## [Task requirements]
For the word "tree", tally the lines of the data that contain it and give the tally alone.

## [Input data]
BEGIN

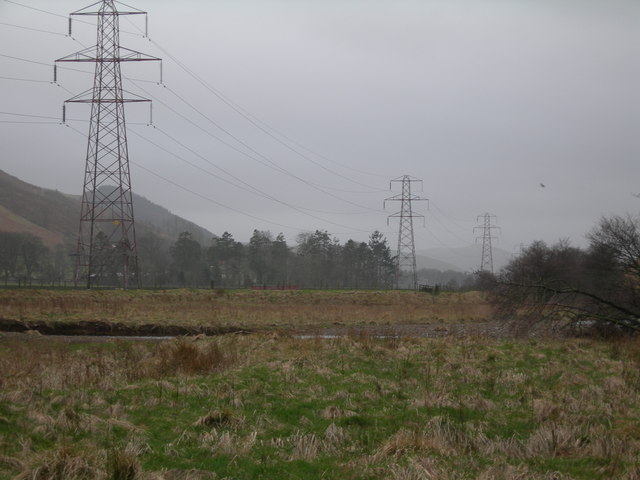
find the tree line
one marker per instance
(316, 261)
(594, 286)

END
BEGIN

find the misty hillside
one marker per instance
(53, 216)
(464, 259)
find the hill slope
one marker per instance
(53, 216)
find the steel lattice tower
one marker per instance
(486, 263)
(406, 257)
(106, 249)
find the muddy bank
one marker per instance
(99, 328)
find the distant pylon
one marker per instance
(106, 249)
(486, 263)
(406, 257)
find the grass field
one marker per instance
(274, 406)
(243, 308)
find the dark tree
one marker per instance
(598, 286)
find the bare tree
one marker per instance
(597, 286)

END

## [Answer to the problem]
3